___ Data in this exercise
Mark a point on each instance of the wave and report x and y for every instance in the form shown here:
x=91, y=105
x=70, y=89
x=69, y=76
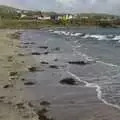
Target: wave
x=101, y=37
x=98, y=90
x=108, y=64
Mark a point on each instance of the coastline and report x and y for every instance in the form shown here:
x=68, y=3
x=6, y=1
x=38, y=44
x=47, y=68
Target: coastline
x=83, y=105
x=13, y=66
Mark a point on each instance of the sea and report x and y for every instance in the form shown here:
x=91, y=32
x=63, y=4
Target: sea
x=100, y=47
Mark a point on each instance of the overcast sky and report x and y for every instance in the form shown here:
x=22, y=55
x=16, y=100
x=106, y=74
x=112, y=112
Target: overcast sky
x=102, y=6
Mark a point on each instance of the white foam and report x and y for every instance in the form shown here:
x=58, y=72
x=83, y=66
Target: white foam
x=98, y=90
x=99, y=37
x=108, y=64
x=75, y=34
x=116, y=37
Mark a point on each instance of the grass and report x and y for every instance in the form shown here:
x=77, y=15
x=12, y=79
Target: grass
x=25, y=24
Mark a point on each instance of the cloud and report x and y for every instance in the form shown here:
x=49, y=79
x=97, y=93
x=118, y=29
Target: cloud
x=106, y=6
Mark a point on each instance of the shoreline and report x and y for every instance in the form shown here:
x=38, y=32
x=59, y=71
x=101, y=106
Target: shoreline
x=14, y=92
x=13, y=67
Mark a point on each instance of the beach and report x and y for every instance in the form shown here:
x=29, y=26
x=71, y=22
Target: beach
x=36, y=69
x=11, y=86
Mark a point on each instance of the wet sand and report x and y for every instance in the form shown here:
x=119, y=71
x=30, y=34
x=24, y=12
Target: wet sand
x=11, y=86
x=20, y=102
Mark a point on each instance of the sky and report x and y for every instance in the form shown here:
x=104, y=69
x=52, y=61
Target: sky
x=77, y=6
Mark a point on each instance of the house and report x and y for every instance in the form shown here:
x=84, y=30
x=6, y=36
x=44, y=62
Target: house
x=68, y=17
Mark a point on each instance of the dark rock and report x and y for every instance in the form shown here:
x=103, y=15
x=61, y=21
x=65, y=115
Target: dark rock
x=20, y=54
x=78, y=62
x=56, y=59
x=36, y=53
x=53, y=66
x=32, y=69
x=43, y=62
x=30, y=104
x=23, y=79
x=41, y=114
x=13, y=73
x=20, y=105
x=29, y=83
x=2, y=97
x=29, y=43
x=43, y=47
x=68, y=81
x=10, y=58
x=57, y=49
x=8, y=86
x=45, y=103
x=46, y=53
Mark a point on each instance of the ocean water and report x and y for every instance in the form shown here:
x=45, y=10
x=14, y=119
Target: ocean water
x=99, y=46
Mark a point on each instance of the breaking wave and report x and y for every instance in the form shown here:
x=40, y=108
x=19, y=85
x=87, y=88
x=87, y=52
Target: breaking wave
______
_Task requirements_
Reproduce all of the entries above word for word, leaving out the picture.

_The answer_
Mark a point on each instance of the wave and report x and y for every instance in the form shown here:
x=91, y=105
x=70, y=89
x=69, y=76
Target: wave
x=101, y=37
x=98, y=90
x=108, y=64
Mark a point on each instance of the coastline and report x and y for every instance in the form shown here:
x=68, y=3
x=6, y=1
x=38, y=44
x=47, y=68
Target: coastline
x=83, y=105
x=13, y=66
Mark a point on each instance of the sea and report x and y for every instance in the form shown here:
x=91, y=32
x=63, y=4
Target: sea
x=100, y=47
Mark a point on each instance of the overcast sky and report x and y for every instance in the form shown here:
x=22, y=55
x=16, y=100
x=106, y=74
x=112, y=112
Target: overcast sky
x=102, y=6
Mark a point on each instance of the white foam and report x and y for every instance in the form shown here:
x=58, y=72
x=83, y=66
Target: white foam
x=98, y=90
x=99, y=37
x=108, y=64
x=75, y=34
x=116, y=37
Mark a point on each instance of the grass and report x and y for every instance in the form shown here:
x=77, y=15
x=12, y=79
Target: grass
x=25, y=24
Mark a point on each instance of the cloud and report x and y for every instance in the form shown here:
x=49, y=79
x=97, y=93
x=118, y=29
Target: cloud
x=106, y=6
Mark a point on each instance of the shoreline and report x and y for every instance in the form shown here:
x=38, y=32
x=59, y=71
x=101, y=106
Target: shoreline
x=14, y=92
x=13, y=67
Mark a point on each instance of the beach and report x and y for every instance in the form shown here:
x=29, y=26
x=71, y=22
Target: beach
x=36, y=69
x=11, y=86
Mark a point on each instance of the wet sand and report x and y for every instance in the form shown here:
x=119, y=71
x=30, y=34
x=24, y=12
Target: wet sand
x=11, y=86
x=20, y=102
Mark a point on each instance of the sky and report x and y for every instance in the form shown here:
x=104, y=69
x=52, y=61
Target: sky
x=77, y=6
Mark a point on each instance of the house and report x and y for every instance in the form shown here:
x=84, y=30
x=6, y=36
x=44, y=62
Target: house
x=68, y=17
Mark a point on each instance of the dark rock and report x and y for every instance in the form shown here:
x=103, y=15
x=61, y=21
x=65, y=115
Target: dark rock
x=20, y=54
x=78, y=62
x=56, y=59
x=36, y=53
x=53, y=66
x=32, y=69
x=43, y=62
x=30, y=104
x=23, y=79
x=41, y=114
x=13, y=73
x=20, y=105
x=29, y=83
x=2, y=97
x=29, y=43
x=43, y=47
x=68, y=81
x=10, y=58
x=57, y=49
x=8, y=86
x=45, y=103
x=46, y=53
Mark a point on each instance of the ocean water and report x and y for every instance in the form shown here:
x=45, y=10
x=14, y=119
Target: ocean water
x=99, y=46
Mark a point on each instance of the breaking wave and report x and y for every instance in the form shown here:
x=40, y=108
x=19, y=85
x=87, y=88
x=87, y=52
Target: breaking wave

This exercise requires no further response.